Banksy z Doniecka

Za odważny street art, którym wyśmiewał separatystów, zapłacił wysoką cenę: więziony przez bezpiekę „Republiki Donieckiej”, szedł już na egzekucję. Przeżył. O swych doświadczeniach Serhij Zacharow opowiada dziś rysunkami.

24.11.2014

Czyta się kilka minut

Uliczna instalacja-graffiti Zacharowa w Doniecku / Fot. Archiwum Serhija Zacharowa
Uliczna instalacja-graffiti Zacharowa w Doniecku / Fot. Archiwum Serhija Zacharowa

Zanim na wschodniej Ukrainie zaczęła się wojna, artysta Serhij Zacharow, lat 47, zajmował się architekturą wnętrz. Dla chleba. – Z samej sztuki trudno przeżyć – przyznaje, gdy rozmawiamy w Kijowie, gdzie żyje dziś jako uchodźca.
Zacharow stał się szerzej znany dopiero, gdy w jego mieście powstała „Doniecka Republika Ludowa”. Wątpliwe jednak, by ktoś pozazdrościł mu drogi, którą doszedł do tej sławy. Choć wszystko zaczęło się niewinnie. A przynajmniej tak się zdawało. Mówi dziś: – Spotykaliśmy się ze znajomymi. Nie podobało się nam to, co się dzieje w Doniecku, ten cały separatyzm. Chcieliśmy jakoś okazać nasz sprzeciw.


A zaczęło się, jak zawsze, w kuchni. W czasach Związku Radzieckiego kuchnia była jednym z niewielu miejsc, gdzie sowieccy obywatele mogli rozmawiać względnie otwarcie.
☆ ☆ ☆ ☆ ☆
**Zadania do wykonania**
**A)** Na podstawie tekstu o Serhiju Zacharowie proszę odpowiedzieć na pytania:
(i) Czym zajmował się Zacharow, zanim na wschodniej Ukrainie zaczęła się wojna?
(ii) W jakim mieście Zacharow żyje dziś jako uchodźca?
(iii) Czym była kuchnia w czasach Związku Radzieckiego?
**B)** Proszę streścić tekst o Serhiju Zacharowie w dwóch zdaniach.
**C)** Proszę skopiować dosłownie fragment tekstu o Serhiju Zacharowie: rozpocząć od słów „Banksy z Doniecka” i zakończyć po słowach „opowiada dziś rysunkami.”.
Dane nie mają związku z tekstem o Serhiju Zacharowie.

**Prezentowane dane**
☆ ☆ ☆ ☆ ☆
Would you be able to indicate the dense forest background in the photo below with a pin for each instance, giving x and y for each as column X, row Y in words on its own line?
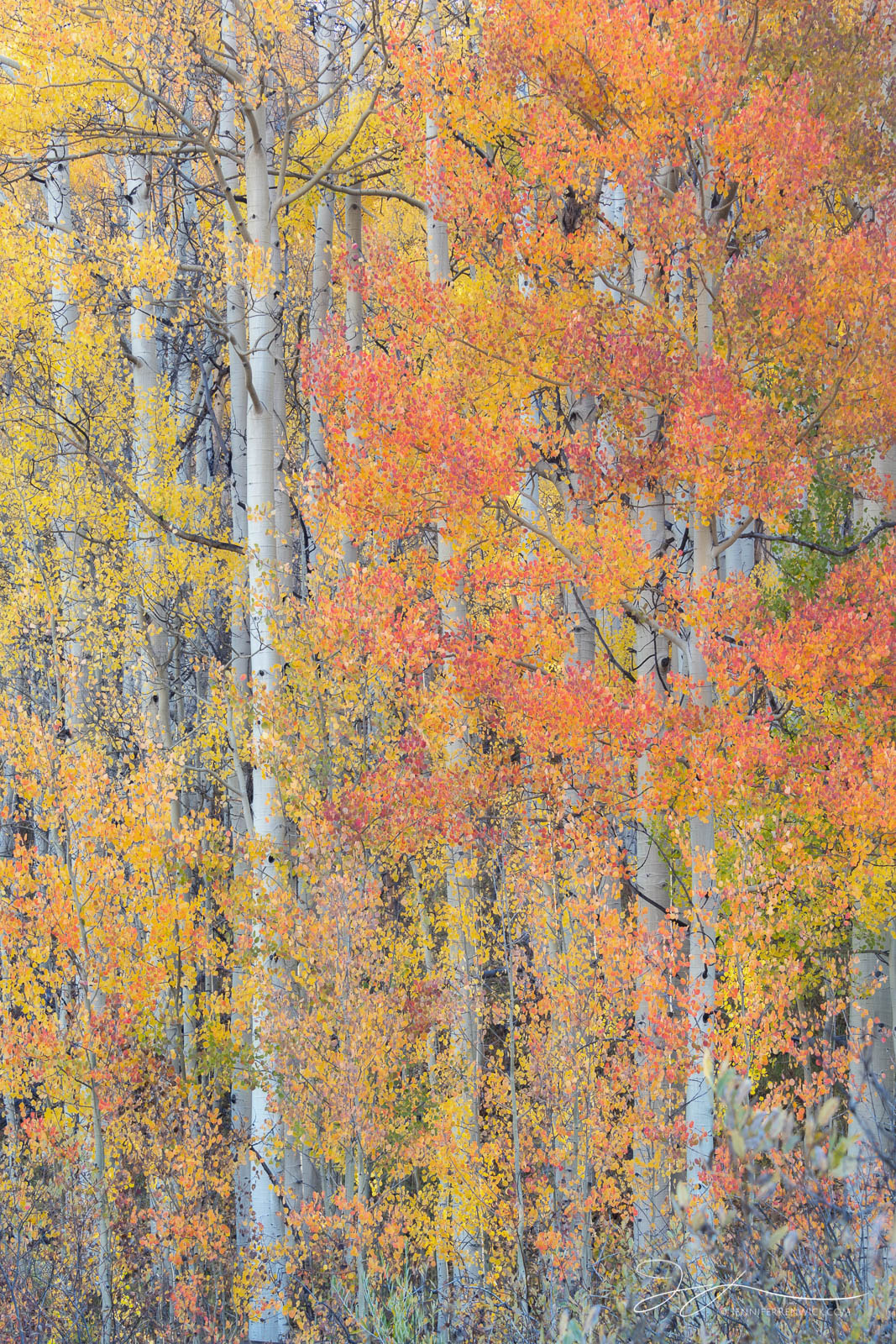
column 448, row 662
☆ ☆ ☆ ☆ ☆
**Odpowiedzi do zadań**
**A)**
(i) Zajmował się architekturą wnętrz.
(ii) W Kijowie.
(iii) Była jednym z niewielu miejsc, gdzie sowieccy obywatele mogli rozmawiać względnie otwarcie.

**B)** Serhij Zacharow, 47-letni artysta, który przed wojną zajmował się architekturą wnętrz, za street art wyśmiewający separatystów był więziony przez bezpiekę „Republiki Donieckiej” i szedł już na egzekucję, lecz przeżył. Dziś żyje jako uchodźca w Kijowie i opowiada o swych doświadczeniach rysunkami.

**C)**
Banksy z Doniecka

Za odważny street art, którym wyśmiewał separatystów, zapłacił wysoką cenę: więziony przez bezpiekę „Republiki Donieckiej”, szedł już na egzekucję. Przeżył. O swych doświadczeniach Serhij Zacharow opowiada dziś rysunkami.